ISSUE CONTENT-ENCODING: Proposed wording

These are the suggested changes regarding the problems in content-encoding
and accept-encoding as described in

	http://www.w3.org/Protocols/HTTP/Issues/#CONTENT-ENCODING

>Here it is, along with other related changes
>
>(1) in section 3.5 (Content Codings), add this after the item
>    for "deflate"
>
>        identity        The default (identity) encoding; the use
>                        of no transformation whatsoever.  This
>                        content-coding is used only in the
>                        Accept-encoding header, and SHOULD NOT
>                        be used in Content-coding header.

The word "identity" would never have to go over the wire, right? It is
always implicit so that "Accept-Encoding:" with no tokens means the same
thing.

>        An HTTP/1.1 client or server MAY support any of these
>        content-codings, but SHOULD NOT assume (without explicit
>        evidence) that any other client or server supports any
>        content-coding besides "identity".
>
>(2) Replace section 14.3 (Accept-Encoding) entirely with
>   The Accept-Encoding request-header field restricts the
>   set of content-codings (defined in section 3.5) that are
>   acceptable for the response.  
>
>          Accept-Encoding  = "Accept-Encoding" ":"
>                                    #( content-coding )
>
>   An example of its use is
>
>          Accept-Encoding: compress, gzip
>
>   The content-coding(s) of a response MUST be indicated by a
>   Content-Encoding response-header (section 14.12), unless the
>   "identity" content-coding is the only one used.

The content-encoding header is currently listed as an entity header and not
a response header. This makes sense as a client can upload as well as
download a document using "deflate" or "delta".

>   The meaning of Accept-Encoding is:
>
>	(1) If there is only one content-coding available at the
>	server, or if the server's "normal" content-coding is not
>	"identity", then the server SHOULD send that content-coding,
>	regardless of the presence or absence of an Accept-Encoding
>	header in the request.

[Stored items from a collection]
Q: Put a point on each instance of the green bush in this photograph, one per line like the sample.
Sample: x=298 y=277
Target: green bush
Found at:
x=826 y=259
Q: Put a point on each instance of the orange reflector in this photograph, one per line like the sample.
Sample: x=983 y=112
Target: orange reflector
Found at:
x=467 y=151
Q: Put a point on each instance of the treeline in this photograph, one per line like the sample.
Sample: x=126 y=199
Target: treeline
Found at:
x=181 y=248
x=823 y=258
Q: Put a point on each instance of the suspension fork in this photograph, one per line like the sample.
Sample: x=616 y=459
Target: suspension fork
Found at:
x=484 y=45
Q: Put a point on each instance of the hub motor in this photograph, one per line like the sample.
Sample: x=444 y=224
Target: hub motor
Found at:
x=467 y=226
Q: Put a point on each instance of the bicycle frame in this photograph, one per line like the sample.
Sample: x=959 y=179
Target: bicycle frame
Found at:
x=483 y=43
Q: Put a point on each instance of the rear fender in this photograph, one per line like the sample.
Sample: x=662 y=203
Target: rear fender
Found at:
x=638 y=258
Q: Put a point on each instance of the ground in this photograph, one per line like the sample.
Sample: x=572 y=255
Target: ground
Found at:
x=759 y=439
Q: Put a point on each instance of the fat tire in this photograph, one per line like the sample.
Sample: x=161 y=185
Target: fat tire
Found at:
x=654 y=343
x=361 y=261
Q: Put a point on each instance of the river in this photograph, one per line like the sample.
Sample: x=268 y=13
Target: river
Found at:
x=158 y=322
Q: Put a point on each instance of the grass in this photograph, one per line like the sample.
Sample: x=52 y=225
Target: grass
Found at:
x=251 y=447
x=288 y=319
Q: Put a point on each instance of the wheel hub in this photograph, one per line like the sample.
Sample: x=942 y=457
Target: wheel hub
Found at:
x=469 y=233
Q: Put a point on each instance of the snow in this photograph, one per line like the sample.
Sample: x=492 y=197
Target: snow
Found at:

:: COMPLETE THE FOLLOWING ::
a) In the content-encoding proposal, what kind of header is the content-encoding header currently listed as?
b) Repeat the content-encoding proposal from "http://www.w3.org/Protocols/HTTP/Issues/#CONTENT-ENCODING" to "in Content-coding header.".

:: FINAL RESULTS ::
a) It is listed as an entity header, not a response header.

b)
http://www.w3.org/Protocols/HTTP/Issues/#CONTENT-ENCODING

>Here it is, along with other related changes
>
>(1) in section 3.5 (Content Codings), add this after the item
>    for "deflate"
>
>        identity        The default (identity) encoding; the use
>                        of no transformation whatsoever.  This
>                        content-coding is used only in the
>                        Accept-encoding header, and SHOULD NOT
>                        be used in Content-coding header.